## CONSIGNE
Transcrivez mot pour mot la partie du passage ci-dessous sur le protocole d'accord de la société Yams, de « Le protocole d'accord » à « SARL Virtual Tech. ».

## PASSAGE DONNÉ
++++++

Le protocole d'accord établi en juin 2011 en vue de la création et de la gestion de la société Yams, prévu pour être signé entre M. [L], d'une part et Mme [P] et M. [N], d'autre part, ceux-ci étant qualifiés d'investisseurs ayant les mêmes intérêts déclarés, indique que ces investisseurs s'engageaient à présenter pour le compte de M. [L] un chèque de banque de 22 500 euros, afin que ce dernier puisse réaliser la souscription lors de la création de la société et accepte de se présenter aux fonctions de président de la future société. Ce document confirme en particulier que M. [L] était en position subordonnée par rapport à M. [N] pour exercer la présidence de la société Yams, dont les statuts seront signés le 21 juin 2011 par M. [L], Mme [J] et la SARL Virtual Tech.

++++++

Enregistrements d'un jeu de données
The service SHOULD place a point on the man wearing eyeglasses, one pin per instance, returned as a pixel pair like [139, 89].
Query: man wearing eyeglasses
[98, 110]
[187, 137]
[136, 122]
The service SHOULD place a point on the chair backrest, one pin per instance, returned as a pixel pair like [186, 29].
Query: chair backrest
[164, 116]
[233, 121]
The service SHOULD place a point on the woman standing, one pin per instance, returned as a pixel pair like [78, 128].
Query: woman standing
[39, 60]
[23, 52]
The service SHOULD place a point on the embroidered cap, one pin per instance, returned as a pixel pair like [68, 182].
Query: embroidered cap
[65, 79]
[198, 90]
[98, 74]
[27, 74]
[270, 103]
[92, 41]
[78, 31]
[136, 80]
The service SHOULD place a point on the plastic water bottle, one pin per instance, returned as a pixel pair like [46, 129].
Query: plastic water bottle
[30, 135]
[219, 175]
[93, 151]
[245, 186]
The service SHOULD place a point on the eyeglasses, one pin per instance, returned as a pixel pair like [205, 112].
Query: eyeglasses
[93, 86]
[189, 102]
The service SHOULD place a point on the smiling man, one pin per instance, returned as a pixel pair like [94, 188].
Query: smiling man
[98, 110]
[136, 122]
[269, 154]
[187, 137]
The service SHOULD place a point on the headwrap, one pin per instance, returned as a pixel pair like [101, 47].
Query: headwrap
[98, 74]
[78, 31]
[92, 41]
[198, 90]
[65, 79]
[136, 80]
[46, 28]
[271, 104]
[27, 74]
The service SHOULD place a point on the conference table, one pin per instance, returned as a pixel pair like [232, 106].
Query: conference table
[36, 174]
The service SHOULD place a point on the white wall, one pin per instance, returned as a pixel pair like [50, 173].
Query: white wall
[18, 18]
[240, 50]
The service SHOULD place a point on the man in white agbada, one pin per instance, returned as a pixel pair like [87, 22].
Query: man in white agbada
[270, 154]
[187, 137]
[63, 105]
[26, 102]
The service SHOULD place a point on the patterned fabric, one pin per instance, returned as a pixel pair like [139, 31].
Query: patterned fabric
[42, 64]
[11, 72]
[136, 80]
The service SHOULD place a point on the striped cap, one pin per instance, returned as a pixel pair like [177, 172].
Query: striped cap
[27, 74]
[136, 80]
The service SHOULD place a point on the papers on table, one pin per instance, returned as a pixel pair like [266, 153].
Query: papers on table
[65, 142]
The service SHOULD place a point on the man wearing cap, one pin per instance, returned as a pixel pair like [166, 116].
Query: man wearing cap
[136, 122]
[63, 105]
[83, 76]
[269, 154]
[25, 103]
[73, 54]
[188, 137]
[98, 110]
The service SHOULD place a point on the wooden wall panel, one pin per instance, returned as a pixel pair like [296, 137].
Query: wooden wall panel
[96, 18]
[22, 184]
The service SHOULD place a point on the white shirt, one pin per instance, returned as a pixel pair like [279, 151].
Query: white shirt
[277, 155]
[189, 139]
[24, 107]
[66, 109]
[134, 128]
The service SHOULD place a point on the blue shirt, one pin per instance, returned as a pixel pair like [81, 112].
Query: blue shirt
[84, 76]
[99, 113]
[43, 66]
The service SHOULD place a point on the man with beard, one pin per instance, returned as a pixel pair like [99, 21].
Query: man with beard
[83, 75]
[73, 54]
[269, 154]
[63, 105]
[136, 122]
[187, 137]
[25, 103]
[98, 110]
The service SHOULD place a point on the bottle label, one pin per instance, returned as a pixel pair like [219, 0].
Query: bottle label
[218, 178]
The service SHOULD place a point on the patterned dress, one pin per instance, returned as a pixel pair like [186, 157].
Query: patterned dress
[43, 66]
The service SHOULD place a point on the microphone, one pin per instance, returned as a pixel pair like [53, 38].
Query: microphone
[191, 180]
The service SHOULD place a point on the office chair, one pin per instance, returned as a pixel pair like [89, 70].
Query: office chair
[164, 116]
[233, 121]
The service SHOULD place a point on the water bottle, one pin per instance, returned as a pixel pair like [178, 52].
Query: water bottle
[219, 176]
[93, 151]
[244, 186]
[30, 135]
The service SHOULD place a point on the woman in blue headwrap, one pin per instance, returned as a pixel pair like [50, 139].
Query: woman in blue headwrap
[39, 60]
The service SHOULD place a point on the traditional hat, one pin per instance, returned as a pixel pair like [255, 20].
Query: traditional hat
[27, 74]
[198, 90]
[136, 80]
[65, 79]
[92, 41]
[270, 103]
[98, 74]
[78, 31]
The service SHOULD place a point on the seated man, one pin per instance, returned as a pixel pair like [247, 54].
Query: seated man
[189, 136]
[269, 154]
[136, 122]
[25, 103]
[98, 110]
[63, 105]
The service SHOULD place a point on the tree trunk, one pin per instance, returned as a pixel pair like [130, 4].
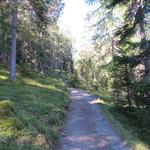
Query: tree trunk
[13, 46]
[144, 46]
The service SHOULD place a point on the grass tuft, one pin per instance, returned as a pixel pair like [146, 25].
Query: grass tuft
[32, 109]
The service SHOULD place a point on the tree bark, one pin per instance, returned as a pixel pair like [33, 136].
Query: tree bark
[144, 46]
[14, 41]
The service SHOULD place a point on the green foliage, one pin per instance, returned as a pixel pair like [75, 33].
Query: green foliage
[32, 109]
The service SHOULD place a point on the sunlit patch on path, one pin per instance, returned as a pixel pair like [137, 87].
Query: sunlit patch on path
[86, 128]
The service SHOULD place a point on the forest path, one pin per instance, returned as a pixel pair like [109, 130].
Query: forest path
[86, 128]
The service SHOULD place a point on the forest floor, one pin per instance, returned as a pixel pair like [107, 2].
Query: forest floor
[32, 110]
[86, 128]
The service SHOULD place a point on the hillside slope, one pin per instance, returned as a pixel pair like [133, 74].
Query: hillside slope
[31, 111]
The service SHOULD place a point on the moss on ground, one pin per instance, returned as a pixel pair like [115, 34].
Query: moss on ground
[32, 109]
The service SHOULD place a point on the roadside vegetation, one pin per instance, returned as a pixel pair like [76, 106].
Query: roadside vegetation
[32, 109]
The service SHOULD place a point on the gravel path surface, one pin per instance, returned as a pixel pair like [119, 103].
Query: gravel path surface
[86, 128]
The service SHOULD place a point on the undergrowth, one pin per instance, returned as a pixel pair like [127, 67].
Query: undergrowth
[31, 111]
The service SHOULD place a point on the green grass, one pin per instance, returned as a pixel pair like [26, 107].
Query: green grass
[32, 109]
[126, 124]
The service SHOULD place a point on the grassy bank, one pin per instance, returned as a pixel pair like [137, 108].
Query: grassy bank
[126, 124]
[31, 111]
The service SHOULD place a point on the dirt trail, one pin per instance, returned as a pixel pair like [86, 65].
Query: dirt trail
[86, 128]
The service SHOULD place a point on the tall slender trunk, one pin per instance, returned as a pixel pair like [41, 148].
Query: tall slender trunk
[14, 41]
[143, 45]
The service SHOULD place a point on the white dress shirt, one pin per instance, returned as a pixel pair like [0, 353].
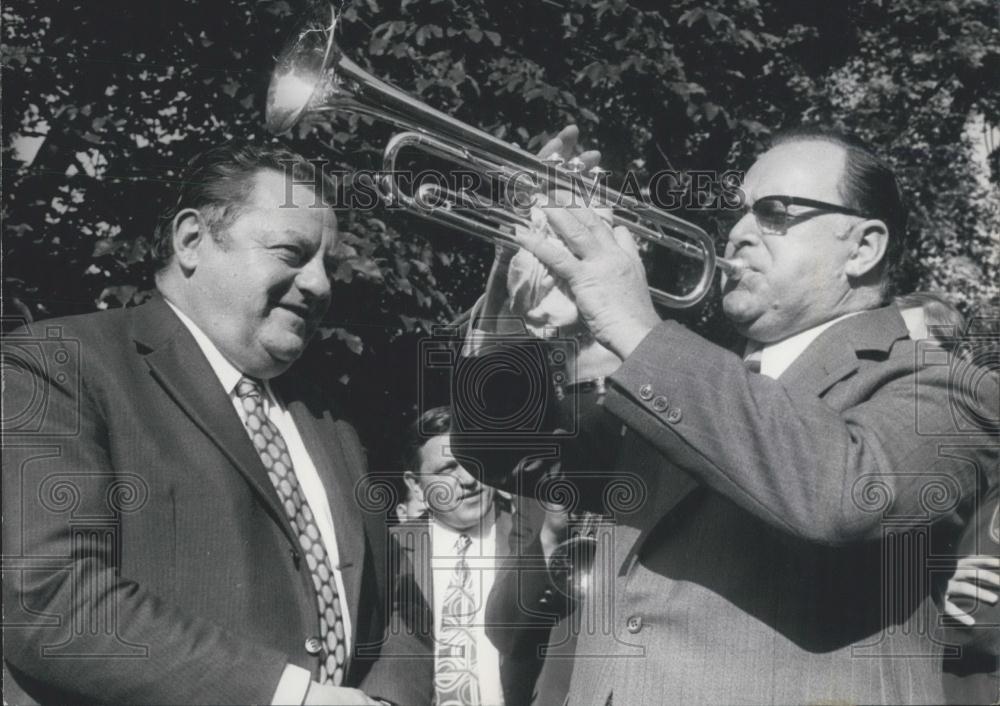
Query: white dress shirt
[481, 557]
[777, 357]
[294, 680]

++++++

## RÉPONSE
Le protocole d'accord établi en juin 2011 en vue de la création et de la gestion de la société Yams, prévu pour être signé entre M. [L], d'une part et Mme [P] et M. [N], d'autre part, ceux-ci étant qualifiés d'investisseurs ayant les mêmes intérêts déclarés, indique que ces investisseurs s'engageaient à présenter pour le compte de M. [L] un chèque de banque de 22 500 euros, afin que ce dernier puisse réaliser la souscription lors de la création de la société et accepte de se présenter aux fonctions de président de la future société. Ce document confirme en particulier que M. [L] était en position subordonnée par rapport à M. [N] pour exercer la présidence de la société Yams, dont les statuts seront signés le 21 juin 2011 par M. [L], Mme [J] et la SARL Virtual Tech.